## start Dataset rows

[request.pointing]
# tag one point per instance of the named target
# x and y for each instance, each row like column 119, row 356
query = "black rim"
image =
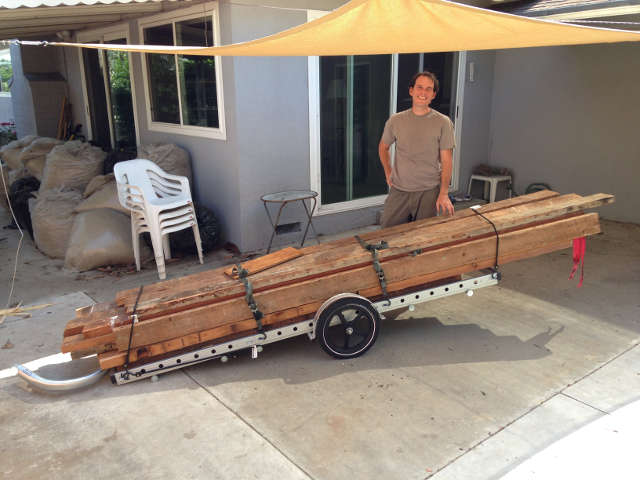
column 349, row 329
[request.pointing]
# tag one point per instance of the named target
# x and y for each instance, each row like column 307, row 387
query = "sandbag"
column 169, row 157
column 101, row 237
column 34, row 156
column 11, row 151
column 52, row 217
column 97, row 183
column 15, row 175
column 72, row 165
column 105, row 197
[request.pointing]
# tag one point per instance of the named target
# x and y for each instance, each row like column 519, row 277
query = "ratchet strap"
column 373, row 248
column 475, row 210
column 579, row 249
column 243, row 275
column 134, row 320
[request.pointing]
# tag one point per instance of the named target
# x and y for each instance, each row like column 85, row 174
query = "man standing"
column 424, row 138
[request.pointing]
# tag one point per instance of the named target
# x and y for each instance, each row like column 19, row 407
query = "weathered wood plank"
column 176, row 287
column 265, row 262
column 474, row 254
column 354, row 256
column 116, row 359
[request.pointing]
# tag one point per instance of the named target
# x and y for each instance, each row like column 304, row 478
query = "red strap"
column 579, row 249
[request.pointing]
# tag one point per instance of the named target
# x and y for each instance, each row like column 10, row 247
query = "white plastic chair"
column 160, row 203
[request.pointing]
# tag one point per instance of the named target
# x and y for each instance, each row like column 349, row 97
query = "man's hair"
column 425, row 73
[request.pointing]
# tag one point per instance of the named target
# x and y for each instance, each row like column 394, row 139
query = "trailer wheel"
column 348, row 327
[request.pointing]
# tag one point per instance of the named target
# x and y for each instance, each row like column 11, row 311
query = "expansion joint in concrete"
column 247, row 423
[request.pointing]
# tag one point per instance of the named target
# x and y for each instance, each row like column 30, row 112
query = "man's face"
column 422, row 92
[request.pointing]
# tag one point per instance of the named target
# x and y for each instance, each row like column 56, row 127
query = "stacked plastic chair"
column 160, row 203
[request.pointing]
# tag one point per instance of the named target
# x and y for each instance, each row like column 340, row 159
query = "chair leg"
column 196, row 236
column 159, row 254
column 135, row 240
column 166, row 246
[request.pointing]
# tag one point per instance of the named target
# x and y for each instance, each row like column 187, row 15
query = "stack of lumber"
column 292, row 284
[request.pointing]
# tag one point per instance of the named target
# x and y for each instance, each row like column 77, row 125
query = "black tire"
column 348, row 327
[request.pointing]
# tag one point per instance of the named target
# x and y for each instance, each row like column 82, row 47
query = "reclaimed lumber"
column 184, row 312
column 180, row 287
column 428, row 266
column 174, row 296
column 274, row 304
column 264, row 262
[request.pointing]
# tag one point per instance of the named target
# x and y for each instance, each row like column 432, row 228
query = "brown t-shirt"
column 419, row 139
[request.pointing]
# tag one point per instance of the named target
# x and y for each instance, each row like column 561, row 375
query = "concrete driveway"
column 461, row 388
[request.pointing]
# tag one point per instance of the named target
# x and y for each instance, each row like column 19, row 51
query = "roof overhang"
column 57, row 19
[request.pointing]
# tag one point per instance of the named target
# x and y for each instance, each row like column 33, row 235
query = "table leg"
column 309, row 221
column 274, row 225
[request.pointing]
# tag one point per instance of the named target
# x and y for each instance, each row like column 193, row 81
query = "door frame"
column 315, row 167
column 100, row 36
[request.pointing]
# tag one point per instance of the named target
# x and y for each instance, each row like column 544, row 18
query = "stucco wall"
column 476, row 119
column 568, row 116
column 23, row 110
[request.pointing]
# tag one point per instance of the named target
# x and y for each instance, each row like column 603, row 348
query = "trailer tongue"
column 336, row 292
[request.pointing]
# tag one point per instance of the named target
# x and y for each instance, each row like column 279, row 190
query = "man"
column 424, row 138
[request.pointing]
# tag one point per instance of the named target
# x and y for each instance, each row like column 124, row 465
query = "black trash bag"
column 20, row 192
column 116, row 156
column 182, row 242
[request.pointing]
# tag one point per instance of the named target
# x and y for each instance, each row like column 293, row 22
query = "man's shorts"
column 403, row 207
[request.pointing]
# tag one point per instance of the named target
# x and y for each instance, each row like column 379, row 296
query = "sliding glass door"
column 354, row 105
column 351, row 97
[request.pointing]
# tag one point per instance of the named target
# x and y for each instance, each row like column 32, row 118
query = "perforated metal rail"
column 255, row 342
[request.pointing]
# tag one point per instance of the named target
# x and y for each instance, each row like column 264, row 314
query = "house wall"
column 23, row 111
column 568, row 116
column 476, row 118
column 6, row 107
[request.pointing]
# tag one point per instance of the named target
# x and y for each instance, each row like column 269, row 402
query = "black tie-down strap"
column 134, row 319
column 248, row 288
column 495, row 268
column 373, row 248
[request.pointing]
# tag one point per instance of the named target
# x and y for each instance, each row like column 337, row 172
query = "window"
column 184, row 91
column 108, row 90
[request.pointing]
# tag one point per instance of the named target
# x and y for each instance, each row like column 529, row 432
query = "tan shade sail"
column 363, row 27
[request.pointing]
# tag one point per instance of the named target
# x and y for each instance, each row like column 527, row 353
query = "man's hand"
column 444, row 205
column 385, row 160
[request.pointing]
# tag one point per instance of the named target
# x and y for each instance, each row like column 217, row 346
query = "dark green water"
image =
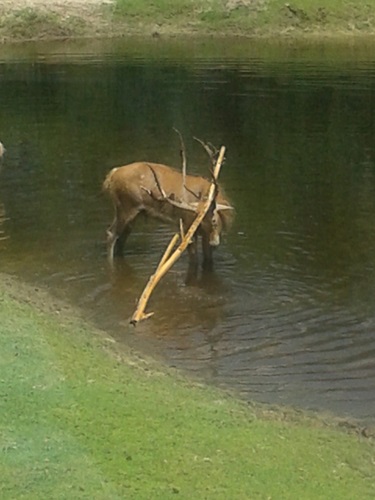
column 289, row 316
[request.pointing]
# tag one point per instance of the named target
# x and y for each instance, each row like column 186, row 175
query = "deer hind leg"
column 118, row 232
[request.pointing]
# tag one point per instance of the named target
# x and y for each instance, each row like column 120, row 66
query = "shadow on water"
column 288, row 316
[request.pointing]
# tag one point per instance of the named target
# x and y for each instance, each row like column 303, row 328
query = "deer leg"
column 207, row 249
column 118, row 232
column 192, row 272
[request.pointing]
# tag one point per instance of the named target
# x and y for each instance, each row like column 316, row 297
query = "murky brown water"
column 289, row 316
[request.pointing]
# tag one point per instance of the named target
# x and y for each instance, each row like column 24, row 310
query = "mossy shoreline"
column 114, row 424
column 300, row 19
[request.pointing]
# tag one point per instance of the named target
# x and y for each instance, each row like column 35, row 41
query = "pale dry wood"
column 169, row 258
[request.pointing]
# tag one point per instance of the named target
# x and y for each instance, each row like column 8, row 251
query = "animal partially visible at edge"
column 163, row 193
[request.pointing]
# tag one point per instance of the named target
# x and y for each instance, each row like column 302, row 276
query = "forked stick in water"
column 170, row 258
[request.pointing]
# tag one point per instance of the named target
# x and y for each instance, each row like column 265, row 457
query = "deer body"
column 163, row 193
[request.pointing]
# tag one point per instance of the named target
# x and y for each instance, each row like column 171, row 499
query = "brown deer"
column 166, row 194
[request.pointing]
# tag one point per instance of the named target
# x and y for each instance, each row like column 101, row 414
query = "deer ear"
column 219, row 206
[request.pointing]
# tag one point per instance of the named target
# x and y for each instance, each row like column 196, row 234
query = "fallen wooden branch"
column 169, row 258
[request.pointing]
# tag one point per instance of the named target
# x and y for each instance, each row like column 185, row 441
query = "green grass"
column 81, row 418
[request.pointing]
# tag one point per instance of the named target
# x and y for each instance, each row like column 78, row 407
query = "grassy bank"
column 82, row 418
column 267, row 18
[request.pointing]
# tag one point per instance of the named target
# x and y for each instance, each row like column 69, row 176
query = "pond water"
column 289, row 314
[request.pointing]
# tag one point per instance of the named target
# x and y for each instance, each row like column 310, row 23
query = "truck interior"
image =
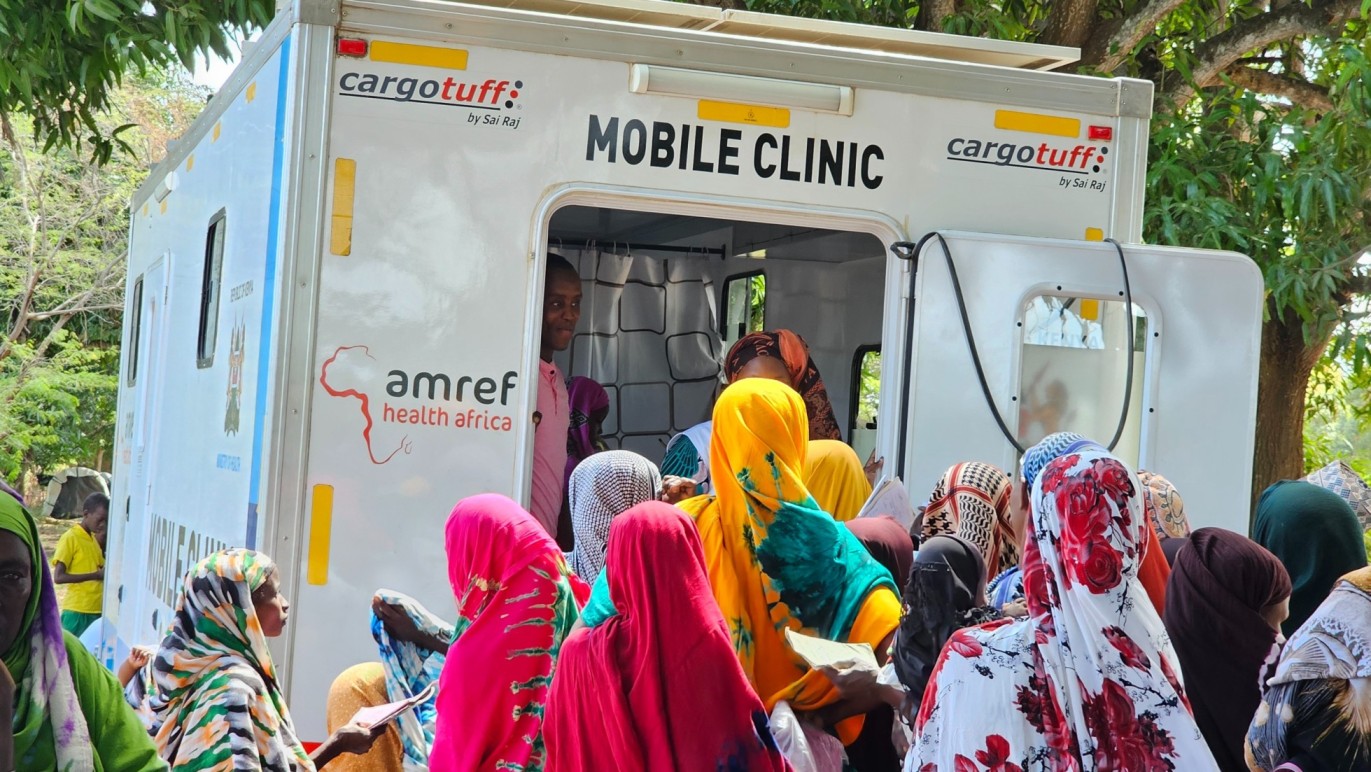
column 665, row 296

## end Dataset rows

What is required: Write out the data precisely as given, excluding the pictures.

Finished task:
[request.pointing]
# tag one point per instance of the named target
# x and y for each instance, each row like column 119, row 356
query = "black rim"
image =
column 349, row 329
[request.pointing]
# tag one point per instance of the named target
# x and y for each instance, each row like column 307, row 387
query = "sandbag"
column 169, row 157
column 101, row 237
column 34, row 156
column 11, row 151
column 52, row 217
column 97, row 183
column 15, row 175
column 72, row 165
column 105, row 197
[request.pointing]
# tag one point per instance of the named target
# x and y for each instance, each row like column 519, row 277
query = "ratchet strap"
column 373, row 248
column 475, row 210
column 579, row 249
column 243, row 275
column 134, row 320
[request.pointing]
# tag one point per instance of the named target
# x and y for each instance, each row like column 85, row 174
query = "man standing"
column 424, row 138
[request.pointing]
# tag one point per instance of the named target
# x and y for each instance, each row like column 19, row 407
query = "weathered wood plank"
column 176, row 287
column 265, row 262
column 474, row 254
column 354, row 256
column 116, row 359
[request.pointing]
# tag one point per instance of the named target
# x and y for each instance, each row like column 304, row 478
query = "red strap"
column 579, row 249
[request.pointing]
# tag one point per instance of the named target
# x and y for each instance, each row like column 10, row 247
query = "white plastic chair"
column 160, row 203
[request.pointing]
# tag one point per instance of the named target
# x and y for each instance, each row like column 349, row 97
query = "man's hair"
column 425, row 73
[request.pointing]
# tag one point per instance of the named target
# x and y for each instance, each row like column 394, row 139
query = "trailer wheel"
column 348, row 327
[request.pointing]
# tag one point per instance of the named target
# x and y for each instance, each row like column 11, row 311
query = "expansion joint in concrete"
column 247, row 423
[request.pointing]
# tag one point per instance of the named target
# x and y for each instance, each row like column 30, row 112
query = "man's face"
column 422, row 92
[request.pointing]
# tag one point per instance of the named target
# x and y for each instance, each row like column 56, row 127
query = "stacked plastic chair"
column 160, row 203
[request.pointing]
# tag one point per instance of the named target
# x and y for each instance, each row like column 340, row 159
query = "chair leg"
column 196, row 236
column 159, row 254
column 135, row 240
column 166, row 246
[request.pointing]
# tag one point per instance of the named target
# x and y for each instance, each row like column 187, row 15
query = "stack of lumber"
column 292, row 284
[request.pointing]
# tag one point per instance of the named target
# x and y for each instance, each row like column 77, row 125
query = "black tire"
column 348, row 327
[request.pointing]
# tag one point per instance of the named target
# x and y for each instance, each row like column 82, row 47
query = "reclaimed lumber"
column 184, row 312
column 180, row 287
column 428, row 266
column 174, row 296
column 274, row 304
column 264, row 262
[request.pointing]
# tag one point per instance of the named target
# x and y for each instance, each row like column 432, row 228
query = "brown t-shirt"
column 419, row 139
[request.pointing]
# tag one point per instance of the named target
# x and y for each instance, each row like column 561, row 375
query = "concrete driveway"
column 461, row 388
[request.pointing]
# tag one point per instance of the named target
# x and y for each instance, each row like column 19, row 51
query = "roof overhang"
column 57, row 19
[request.pointing]
# tag one point per instance of the named target
# x and y for each instance, each row like column 33, row 235
query = "table leg"
column 309, row 221
column 274, row 225
[request.pointing]
# tag one point per instance of the named target
# x and y for each instance, each row like column 193, row 81
query = "door frame"
column 315, row 167
column 100, row 36
[request.pointing]
# tag one point per instance of the named target
# x and y for each instance, each row like column 544, row 18
query = "stucco wall"
column 476, row 119
column 568, row 116
column 23, row 110
[request.pointing]
# tag one point per instance of the named target
# x and y for each instance, each row like column 603, row 348
query = "trailer tongue"
column 336, row 292
[request.pointing]
# tag one point per instance of the named target
# x and y for each instance, each row like column 279, row 190
query = "man"
column 424, row 138
[request.pointing]
# tag one point per instance of the named target
# x and y for each instance, each row like column 124, row 465
query = "black trash bag"
column 20, row 192
column 116, row 156
column 182, row 242
[request.pointing]
# tag one point per instance of the named target
# x and y for each instance, each row like column 293, row 22
query = "man's shorts"
column 403, row 207
[request.pointing]
# tag one point per instance of the named target
# x and y for each instance, each row like column 379, row 296
query = "sliding glass door"
column 354, row 105
column 351, row 97
[request.pointing]
# tag one point per instance of the named target
# x and y for each instance, each row like column 32, row 118
query = "perforated metal rail"
column 255, row 342
[request.pointing]
# tag one point per instance of the named target
# x and y for each instance, each row like column 264, row 314
query = "house wall"
column 23, row 111
column 568, row 116
column 476, row 118
column 6, row 107
[request.pointing]
# tag one point per instance of the named target
# x and y for each instance, each row like column 269, row 402
query = "black tie-down strap"
column 134, row 319
column 248, row 288
column 495, row 268
column 373, row 248
[request.pointing]
# tag one point per instance of the named target
# x and y for each instance, each row like column 337, row 172
query = "window"
column 184, row 91
column 108, row 90
[request.pointing]
# tag one point per instance of the named target
# x and y for each instance, each row like column 529, row 432
query = "tan shade sail"
column 363, row 27
[request.pointing]
# tag one point per instance of the named target
# x and y for each instance, each row like column 527, row 353
query = "man's hand"
column 444, row 205
column 385, row 160
[request.pointing]
# tag one point per instance of the named target
# x and y for each instance, each row like column 217, row 346
query = "dark green water"
image =
column 289, row 316
[request.pointing]
# tag one point per instance of the named target
# x and y for each instance, each row like column 186, row 175
query = "deer hind leg"
column 118, row 232
[request.pointing]
# tag one point per instance of the named target
# x and y for each instance, each row like column 120, row 66
query = "shadow on water"
column 288, row 316
[request.pointing]
# tag one point per instance of the named target
# x and y for each instance, each row like column 303, row 328
query = "deer leg"
column 207, row 249
column 118, row 232
column 192, row 272
[request.pointing]
# tag one point per instance of the named target
# x and y for each instance, each row like column 316, row 297
query = "murky brown water"
column 289, row 316
[request.pointing]
# tag one point per instance of the named target
# x and y for each instance, each row like column 24, row 310
query = "mossy shoreline"
column 114, row 424
column 300, row 19
[request.pointing]
# tag one point per instance of the named target
# x and y for each instance, each row like column 35, row 41
query = "pale dry wood"
column 169, row 258
[request.pointing]
# tag one point per instance of the named target
# x and y for each instance, each row like column 8, row 251
query = "animal partially visible at edge"
column 163, row 193
[request.pointing]
# tag one point per instance of the named target
# x and y for each instance, each row like column 302, row 276
query = "forked stick in water"
column 170, row 258
[request.pointing]
# tag one point per instance of the named target
# x and y for each instance, each row like column 265, row 457
query = "deer body"
column 163, row 193
[request.pointing]
# tag one point per instance of the named target
# x and y for each instance, each row like column 171, row 499
query = "brown deer"
column 166, row 194
[request.pointing]
# tag one point per instance of the named target
# x and y for each instance, each row like column 101, row 414
query = "deer ear"
column 219, row 206
[request.pointing]
# tag one point per instance of the named target
# x and y for each instance, each row like column 196, row 234
query = "fallen wooden branch"
column 169, row 258
[request.pointing]
# tag one point per instance of the named target
# x and y for each instance, each row like column 185, row 441
query = "green grass"
column 81, row 418
[request.pointing]
# tag one point per instance of the named target
# x and y for each instance, each row like column 78, row 407
query = "grassy bank"
column 82, row 418
column 267, row 18
[request.pointing]
# tag one point per instance of the named target
# x and y for each instance, each row like column 69, row 176
query = "pond water"
column 289, row 314
[request.pointing]
# tag one point per instance of the named target
# x and y for each instance, each row like column 310, row 23
query = "truck interior"
image =
column 665, row 296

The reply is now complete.